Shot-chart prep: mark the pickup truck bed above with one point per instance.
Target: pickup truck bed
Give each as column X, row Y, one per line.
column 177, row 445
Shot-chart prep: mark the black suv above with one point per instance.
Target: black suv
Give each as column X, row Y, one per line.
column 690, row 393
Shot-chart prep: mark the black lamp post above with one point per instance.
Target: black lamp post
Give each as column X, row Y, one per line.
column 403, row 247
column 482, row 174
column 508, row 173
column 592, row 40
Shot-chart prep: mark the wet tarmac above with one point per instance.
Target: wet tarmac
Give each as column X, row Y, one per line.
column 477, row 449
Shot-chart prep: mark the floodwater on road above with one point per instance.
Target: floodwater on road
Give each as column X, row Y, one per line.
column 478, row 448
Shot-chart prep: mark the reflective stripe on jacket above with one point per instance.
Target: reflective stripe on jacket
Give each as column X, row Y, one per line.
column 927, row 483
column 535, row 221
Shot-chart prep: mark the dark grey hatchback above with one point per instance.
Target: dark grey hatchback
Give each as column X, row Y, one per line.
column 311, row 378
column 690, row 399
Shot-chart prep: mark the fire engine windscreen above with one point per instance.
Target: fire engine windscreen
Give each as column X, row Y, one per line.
________________________
Problem requirements →
When you reach the line containing "Shot-chart prep: mark the black suv" in the data above, start copying exactly, and stop after the line containing "Target: black lamp post".

Result below →
Shot-chart prep: mark the black suv above with one point per instance.
Target: black suv
Give each as column X, row Y, one per line.
column 690, row 393
Shot-chart prep: mark the black lamp post above with one point per instance.
Target: black lamp post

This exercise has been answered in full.